### DATASET ROWS
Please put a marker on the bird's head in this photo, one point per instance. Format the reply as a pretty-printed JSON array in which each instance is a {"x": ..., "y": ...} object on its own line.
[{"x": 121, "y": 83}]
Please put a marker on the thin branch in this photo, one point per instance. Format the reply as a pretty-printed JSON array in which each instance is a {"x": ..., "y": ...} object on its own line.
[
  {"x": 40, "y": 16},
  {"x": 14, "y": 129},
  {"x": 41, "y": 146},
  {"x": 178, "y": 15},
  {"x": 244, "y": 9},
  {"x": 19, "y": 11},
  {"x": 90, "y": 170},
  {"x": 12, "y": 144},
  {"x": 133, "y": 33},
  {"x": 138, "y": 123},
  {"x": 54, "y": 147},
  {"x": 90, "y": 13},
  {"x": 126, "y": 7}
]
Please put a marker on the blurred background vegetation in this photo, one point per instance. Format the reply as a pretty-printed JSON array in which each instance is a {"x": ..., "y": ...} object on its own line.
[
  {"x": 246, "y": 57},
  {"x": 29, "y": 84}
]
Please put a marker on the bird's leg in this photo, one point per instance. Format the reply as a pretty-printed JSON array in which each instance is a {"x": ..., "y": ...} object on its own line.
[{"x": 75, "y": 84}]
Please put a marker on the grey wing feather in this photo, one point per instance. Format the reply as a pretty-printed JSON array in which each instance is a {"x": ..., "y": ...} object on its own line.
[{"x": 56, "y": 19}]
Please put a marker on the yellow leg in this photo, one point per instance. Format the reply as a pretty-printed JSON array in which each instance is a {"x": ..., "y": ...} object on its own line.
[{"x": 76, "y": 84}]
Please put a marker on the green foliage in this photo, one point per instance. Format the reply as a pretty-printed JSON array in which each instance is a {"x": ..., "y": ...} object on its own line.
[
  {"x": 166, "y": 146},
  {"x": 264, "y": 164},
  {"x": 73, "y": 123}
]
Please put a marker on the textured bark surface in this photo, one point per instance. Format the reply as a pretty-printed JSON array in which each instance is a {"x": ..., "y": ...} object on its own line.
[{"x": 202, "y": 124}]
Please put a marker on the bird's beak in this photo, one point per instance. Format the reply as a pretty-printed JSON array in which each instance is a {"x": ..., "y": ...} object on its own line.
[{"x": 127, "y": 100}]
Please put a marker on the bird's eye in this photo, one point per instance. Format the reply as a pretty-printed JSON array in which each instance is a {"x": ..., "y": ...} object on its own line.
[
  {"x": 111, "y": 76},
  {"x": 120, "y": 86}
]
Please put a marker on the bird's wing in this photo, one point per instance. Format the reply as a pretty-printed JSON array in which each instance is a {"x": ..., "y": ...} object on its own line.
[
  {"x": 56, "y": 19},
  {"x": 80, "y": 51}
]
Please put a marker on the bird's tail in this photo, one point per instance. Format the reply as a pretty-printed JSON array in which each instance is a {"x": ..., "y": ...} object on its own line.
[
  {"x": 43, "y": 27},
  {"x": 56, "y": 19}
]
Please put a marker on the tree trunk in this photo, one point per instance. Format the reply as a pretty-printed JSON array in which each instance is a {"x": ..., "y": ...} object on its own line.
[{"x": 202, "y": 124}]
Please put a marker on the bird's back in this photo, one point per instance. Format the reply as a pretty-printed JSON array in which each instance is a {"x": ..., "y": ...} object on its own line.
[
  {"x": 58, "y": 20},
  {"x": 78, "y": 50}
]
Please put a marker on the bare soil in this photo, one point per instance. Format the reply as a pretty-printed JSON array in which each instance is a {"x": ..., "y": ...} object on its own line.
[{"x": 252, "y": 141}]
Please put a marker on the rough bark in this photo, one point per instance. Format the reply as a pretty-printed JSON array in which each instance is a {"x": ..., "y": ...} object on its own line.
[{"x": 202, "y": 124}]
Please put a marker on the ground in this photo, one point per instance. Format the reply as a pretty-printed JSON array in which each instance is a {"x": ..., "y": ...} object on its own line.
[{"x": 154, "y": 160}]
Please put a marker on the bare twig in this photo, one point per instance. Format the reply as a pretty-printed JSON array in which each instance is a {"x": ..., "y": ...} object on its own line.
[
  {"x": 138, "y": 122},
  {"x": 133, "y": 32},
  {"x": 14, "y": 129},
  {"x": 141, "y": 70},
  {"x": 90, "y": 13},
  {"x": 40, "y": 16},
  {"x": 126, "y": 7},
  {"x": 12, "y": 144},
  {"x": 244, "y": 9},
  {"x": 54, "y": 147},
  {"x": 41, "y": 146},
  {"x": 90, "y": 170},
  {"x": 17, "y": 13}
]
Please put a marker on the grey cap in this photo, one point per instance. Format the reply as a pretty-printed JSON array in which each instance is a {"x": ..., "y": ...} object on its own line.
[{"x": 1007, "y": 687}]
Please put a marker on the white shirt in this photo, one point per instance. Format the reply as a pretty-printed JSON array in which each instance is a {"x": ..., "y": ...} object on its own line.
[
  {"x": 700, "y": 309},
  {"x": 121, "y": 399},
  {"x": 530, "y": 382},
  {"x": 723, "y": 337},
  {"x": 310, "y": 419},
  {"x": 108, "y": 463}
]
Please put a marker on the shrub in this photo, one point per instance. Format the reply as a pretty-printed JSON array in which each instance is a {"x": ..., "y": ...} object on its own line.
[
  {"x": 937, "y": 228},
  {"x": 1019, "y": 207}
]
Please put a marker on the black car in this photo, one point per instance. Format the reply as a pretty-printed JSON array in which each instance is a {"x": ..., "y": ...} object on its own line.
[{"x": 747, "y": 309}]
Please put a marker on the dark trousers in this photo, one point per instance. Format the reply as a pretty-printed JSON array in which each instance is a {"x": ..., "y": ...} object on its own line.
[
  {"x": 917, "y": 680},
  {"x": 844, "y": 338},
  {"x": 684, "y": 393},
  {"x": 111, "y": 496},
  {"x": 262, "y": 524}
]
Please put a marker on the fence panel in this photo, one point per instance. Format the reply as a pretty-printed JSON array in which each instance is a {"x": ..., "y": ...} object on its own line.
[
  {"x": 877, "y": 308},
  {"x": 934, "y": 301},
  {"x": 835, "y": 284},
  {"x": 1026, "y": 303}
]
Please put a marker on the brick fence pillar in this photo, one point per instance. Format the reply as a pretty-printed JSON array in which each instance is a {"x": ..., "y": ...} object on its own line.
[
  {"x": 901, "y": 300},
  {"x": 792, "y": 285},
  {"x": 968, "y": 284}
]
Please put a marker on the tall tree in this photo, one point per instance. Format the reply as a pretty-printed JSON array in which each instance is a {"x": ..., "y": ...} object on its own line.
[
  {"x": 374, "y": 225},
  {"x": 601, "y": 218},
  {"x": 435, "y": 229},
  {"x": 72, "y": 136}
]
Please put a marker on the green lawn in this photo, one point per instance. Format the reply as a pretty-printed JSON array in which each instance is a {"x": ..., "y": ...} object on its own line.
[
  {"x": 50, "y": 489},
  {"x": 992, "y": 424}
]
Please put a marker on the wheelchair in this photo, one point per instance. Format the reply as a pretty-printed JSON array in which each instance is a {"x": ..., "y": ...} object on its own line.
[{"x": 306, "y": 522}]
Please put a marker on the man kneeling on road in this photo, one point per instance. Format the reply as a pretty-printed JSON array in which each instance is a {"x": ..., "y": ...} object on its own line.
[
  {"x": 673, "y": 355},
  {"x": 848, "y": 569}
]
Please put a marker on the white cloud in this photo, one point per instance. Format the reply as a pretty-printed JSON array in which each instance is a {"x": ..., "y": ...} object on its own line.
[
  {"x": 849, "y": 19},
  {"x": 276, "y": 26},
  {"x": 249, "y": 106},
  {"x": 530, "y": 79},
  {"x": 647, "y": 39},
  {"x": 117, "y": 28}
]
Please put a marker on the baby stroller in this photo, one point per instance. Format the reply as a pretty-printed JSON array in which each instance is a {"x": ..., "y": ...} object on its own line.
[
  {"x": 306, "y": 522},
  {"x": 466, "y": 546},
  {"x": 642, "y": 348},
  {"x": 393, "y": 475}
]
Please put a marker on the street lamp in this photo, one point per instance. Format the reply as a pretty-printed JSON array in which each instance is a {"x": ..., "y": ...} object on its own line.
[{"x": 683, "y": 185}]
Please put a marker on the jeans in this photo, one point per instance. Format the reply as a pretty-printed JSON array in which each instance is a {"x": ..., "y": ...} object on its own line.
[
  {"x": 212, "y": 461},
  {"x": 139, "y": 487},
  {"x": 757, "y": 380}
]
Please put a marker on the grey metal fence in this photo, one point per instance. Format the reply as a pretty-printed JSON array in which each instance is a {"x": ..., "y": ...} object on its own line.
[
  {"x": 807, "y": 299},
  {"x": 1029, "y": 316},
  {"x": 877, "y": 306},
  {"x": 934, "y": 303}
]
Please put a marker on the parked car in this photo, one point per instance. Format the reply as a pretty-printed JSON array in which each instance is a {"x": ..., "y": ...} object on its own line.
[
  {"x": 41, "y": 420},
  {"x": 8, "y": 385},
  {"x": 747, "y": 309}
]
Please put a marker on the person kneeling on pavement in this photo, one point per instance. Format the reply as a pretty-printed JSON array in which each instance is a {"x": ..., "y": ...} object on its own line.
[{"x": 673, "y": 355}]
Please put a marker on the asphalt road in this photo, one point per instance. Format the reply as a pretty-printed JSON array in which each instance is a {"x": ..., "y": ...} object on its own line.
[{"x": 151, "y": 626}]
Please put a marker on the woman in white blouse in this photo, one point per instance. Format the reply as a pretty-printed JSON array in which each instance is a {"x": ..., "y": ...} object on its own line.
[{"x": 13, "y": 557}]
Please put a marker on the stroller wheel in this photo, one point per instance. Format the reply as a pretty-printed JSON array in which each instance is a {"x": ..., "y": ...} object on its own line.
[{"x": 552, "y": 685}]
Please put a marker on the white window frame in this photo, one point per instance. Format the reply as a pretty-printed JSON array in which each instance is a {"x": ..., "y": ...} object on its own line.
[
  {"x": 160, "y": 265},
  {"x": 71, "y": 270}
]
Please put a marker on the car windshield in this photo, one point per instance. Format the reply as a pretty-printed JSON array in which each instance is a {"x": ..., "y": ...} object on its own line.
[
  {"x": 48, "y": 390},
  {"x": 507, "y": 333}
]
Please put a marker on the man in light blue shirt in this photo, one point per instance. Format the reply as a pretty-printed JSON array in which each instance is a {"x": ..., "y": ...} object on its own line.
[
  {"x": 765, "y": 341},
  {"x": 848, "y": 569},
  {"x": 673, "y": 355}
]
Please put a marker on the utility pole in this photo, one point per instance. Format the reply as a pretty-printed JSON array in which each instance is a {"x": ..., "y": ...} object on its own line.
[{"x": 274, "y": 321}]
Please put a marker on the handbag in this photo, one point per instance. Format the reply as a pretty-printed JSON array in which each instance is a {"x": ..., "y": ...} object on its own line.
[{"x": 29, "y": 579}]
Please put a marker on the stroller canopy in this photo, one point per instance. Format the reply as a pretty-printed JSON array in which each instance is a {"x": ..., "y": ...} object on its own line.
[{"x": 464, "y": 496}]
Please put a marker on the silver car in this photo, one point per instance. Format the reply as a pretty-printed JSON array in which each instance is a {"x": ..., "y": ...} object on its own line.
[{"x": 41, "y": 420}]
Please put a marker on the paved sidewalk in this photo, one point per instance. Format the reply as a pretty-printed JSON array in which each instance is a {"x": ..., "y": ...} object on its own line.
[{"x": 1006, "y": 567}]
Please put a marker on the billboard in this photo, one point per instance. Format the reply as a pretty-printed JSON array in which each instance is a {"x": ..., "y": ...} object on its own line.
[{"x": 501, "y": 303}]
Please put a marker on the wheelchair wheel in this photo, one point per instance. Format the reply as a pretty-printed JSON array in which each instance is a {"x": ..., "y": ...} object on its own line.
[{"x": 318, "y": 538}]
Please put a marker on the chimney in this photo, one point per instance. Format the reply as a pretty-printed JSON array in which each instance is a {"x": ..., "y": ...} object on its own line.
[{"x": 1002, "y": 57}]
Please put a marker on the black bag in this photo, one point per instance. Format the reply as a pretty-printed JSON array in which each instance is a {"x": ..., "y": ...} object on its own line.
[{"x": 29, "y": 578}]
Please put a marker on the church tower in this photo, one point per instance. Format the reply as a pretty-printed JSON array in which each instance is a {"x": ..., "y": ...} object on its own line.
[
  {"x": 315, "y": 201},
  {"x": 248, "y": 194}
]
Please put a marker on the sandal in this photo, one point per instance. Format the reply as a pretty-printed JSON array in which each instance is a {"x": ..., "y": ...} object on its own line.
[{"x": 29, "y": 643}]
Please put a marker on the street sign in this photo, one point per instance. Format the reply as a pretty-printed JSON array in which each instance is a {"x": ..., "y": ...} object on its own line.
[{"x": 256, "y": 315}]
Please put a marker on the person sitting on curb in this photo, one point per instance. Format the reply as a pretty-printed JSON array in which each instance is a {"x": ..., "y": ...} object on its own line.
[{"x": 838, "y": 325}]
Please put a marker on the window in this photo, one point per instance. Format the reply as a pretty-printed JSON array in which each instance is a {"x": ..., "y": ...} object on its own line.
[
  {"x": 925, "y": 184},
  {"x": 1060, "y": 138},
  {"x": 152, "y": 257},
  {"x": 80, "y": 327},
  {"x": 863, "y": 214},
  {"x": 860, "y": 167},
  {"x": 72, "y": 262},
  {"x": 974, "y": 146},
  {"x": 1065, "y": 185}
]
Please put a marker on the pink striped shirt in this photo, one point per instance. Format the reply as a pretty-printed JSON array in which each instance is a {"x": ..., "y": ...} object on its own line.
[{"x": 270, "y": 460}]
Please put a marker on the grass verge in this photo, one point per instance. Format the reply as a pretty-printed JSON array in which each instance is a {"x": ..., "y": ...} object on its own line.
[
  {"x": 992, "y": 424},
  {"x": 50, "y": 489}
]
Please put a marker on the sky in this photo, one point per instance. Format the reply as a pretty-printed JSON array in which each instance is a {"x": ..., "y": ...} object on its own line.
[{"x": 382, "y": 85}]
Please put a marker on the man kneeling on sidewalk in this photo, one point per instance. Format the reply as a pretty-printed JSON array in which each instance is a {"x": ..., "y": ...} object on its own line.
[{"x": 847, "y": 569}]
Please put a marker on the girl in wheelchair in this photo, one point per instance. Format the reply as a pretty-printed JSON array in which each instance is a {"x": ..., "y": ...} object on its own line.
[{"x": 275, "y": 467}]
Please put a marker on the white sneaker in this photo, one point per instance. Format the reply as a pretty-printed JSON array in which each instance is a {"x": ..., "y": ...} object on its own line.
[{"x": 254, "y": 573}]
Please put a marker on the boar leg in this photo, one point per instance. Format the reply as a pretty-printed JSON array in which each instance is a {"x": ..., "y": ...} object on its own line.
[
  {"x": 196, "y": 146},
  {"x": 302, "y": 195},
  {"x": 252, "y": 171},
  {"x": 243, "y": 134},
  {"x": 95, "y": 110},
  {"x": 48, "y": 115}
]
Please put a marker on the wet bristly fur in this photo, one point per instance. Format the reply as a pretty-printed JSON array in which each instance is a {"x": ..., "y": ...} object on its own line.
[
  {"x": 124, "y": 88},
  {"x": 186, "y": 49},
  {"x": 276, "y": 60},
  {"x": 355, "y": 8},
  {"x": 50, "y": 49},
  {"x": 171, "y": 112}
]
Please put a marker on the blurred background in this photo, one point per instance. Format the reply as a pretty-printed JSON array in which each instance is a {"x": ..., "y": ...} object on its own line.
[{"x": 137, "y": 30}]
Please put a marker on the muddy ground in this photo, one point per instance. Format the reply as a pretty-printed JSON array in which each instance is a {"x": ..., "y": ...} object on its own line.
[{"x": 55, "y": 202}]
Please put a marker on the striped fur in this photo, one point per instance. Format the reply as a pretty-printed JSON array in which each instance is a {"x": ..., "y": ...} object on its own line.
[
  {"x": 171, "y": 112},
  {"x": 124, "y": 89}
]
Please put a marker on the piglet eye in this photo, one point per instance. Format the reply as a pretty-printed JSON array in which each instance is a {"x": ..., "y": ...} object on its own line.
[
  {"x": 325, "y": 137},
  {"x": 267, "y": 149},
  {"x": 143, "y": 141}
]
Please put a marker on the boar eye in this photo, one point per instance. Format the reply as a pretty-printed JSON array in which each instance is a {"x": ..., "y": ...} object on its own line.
######
◆ **PROBLEM TO SOLVE**:
Return exactly the lines of the data, and only those, from the line with "Please put a marker on the piglet" through the last line, inclusive.

◆ **RESULT BELOW**:
Please put a marker on the piglet eye in this photo, one point per instance. Format the reply as a pretty-printed JSON array in which each instance is a {"x": ..., "y": ...} object on its own line.
[
  {"x": 325, "y": 137},
  {"x": 267, "y": 149},
  {"x": 143, "y": 141}
]
Please put a marker on the boar eye in this photo, one point per instance. Format the reply as a pretty-printed JSON array in which each instance is a {"x": ..., "y": ...} object on its own line.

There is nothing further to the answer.